- Task instructions: Copy every line of the data that includes the string "segment".

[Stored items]
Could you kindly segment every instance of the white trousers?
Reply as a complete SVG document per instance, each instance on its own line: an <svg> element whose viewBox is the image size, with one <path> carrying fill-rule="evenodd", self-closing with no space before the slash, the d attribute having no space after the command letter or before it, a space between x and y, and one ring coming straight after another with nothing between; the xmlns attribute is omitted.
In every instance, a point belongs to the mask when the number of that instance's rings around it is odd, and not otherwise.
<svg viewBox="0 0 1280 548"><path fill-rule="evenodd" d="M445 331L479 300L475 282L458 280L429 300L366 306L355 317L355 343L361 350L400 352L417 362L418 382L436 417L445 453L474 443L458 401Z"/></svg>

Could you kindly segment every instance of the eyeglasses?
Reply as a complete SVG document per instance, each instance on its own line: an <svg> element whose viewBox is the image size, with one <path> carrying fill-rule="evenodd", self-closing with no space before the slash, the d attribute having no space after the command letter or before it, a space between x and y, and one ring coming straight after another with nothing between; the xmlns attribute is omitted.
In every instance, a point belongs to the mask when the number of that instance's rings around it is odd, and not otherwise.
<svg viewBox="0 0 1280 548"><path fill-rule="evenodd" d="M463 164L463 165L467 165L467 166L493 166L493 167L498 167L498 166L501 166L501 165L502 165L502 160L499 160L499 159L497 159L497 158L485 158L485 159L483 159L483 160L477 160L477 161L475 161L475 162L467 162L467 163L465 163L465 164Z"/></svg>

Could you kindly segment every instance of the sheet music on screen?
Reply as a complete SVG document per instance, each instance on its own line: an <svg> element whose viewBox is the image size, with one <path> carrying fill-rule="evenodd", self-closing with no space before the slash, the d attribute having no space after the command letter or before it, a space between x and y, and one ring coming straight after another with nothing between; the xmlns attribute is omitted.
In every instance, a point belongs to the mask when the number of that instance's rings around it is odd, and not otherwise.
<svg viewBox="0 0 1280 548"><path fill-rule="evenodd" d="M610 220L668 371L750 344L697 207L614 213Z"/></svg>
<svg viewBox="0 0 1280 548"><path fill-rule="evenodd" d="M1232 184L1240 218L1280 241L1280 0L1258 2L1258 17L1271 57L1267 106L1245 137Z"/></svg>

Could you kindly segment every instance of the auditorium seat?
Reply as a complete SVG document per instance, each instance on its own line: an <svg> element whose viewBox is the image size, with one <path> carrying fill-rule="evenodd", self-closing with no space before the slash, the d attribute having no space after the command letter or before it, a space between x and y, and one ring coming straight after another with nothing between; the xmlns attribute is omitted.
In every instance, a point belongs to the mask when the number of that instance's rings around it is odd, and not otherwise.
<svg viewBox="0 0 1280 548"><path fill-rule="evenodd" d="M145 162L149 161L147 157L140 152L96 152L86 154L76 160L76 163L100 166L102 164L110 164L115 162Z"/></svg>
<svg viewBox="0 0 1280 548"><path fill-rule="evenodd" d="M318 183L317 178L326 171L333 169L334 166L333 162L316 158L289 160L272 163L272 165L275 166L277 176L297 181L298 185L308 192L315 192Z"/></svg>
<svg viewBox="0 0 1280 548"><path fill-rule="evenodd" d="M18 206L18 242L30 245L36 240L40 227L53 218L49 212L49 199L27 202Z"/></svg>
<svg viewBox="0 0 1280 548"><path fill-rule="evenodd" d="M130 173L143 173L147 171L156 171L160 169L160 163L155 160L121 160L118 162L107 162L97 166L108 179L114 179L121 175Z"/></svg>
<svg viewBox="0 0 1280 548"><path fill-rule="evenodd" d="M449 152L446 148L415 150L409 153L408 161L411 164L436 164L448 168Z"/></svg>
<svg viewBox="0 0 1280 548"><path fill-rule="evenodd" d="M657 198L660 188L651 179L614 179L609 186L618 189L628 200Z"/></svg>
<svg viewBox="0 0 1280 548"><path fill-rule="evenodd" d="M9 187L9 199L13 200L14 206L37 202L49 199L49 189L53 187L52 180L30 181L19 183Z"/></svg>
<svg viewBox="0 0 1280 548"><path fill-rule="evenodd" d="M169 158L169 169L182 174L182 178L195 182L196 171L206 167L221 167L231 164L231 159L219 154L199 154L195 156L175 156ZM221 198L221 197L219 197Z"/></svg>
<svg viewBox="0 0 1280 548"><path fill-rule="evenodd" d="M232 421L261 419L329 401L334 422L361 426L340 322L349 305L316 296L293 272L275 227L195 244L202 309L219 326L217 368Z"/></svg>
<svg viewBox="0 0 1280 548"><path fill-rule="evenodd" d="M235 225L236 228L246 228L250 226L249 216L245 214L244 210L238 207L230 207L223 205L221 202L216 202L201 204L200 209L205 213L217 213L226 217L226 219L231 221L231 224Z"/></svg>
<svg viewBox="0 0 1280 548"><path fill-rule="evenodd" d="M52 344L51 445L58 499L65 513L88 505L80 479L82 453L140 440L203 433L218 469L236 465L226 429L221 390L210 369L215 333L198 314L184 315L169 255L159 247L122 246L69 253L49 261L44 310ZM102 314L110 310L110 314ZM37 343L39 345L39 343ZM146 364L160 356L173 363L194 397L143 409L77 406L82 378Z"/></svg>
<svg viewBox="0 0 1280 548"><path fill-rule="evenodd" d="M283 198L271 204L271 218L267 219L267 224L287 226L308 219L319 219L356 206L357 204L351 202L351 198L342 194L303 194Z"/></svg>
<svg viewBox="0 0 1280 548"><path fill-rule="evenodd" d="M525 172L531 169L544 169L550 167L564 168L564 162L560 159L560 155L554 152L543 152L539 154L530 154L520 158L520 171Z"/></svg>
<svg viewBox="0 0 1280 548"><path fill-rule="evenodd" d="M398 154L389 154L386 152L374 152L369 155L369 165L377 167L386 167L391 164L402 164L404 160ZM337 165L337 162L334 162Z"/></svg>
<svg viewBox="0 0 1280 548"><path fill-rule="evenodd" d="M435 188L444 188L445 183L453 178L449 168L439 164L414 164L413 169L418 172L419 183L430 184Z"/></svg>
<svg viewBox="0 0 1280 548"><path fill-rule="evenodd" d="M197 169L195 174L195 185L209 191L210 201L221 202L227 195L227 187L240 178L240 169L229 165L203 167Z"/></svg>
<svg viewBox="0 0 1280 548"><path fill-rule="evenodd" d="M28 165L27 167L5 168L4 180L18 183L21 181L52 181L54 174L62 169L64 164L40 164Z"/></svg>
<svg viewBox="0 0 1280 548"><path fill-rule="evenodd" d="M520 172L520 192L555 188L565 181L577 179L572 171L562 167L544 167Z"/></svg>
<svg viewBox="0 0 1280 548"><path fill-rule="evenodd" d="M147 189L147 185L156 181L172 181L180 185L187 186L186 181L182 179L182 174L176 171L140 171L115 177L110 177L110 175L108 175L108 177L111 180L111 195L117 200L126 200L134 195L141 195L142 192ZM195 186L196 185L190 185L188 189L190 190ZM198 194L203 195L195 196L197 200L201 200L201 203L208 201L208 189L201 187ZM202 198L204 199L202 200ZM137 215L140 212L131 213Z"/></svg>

- Finished exercise:
Could you kindly segment every instance of the white trousers?
Could you kindly segment every instance of the eyeglasses?
Could you kindly segment every instance of the sheet music on screen?
Could you kindly segment every instance of the auditorium seat?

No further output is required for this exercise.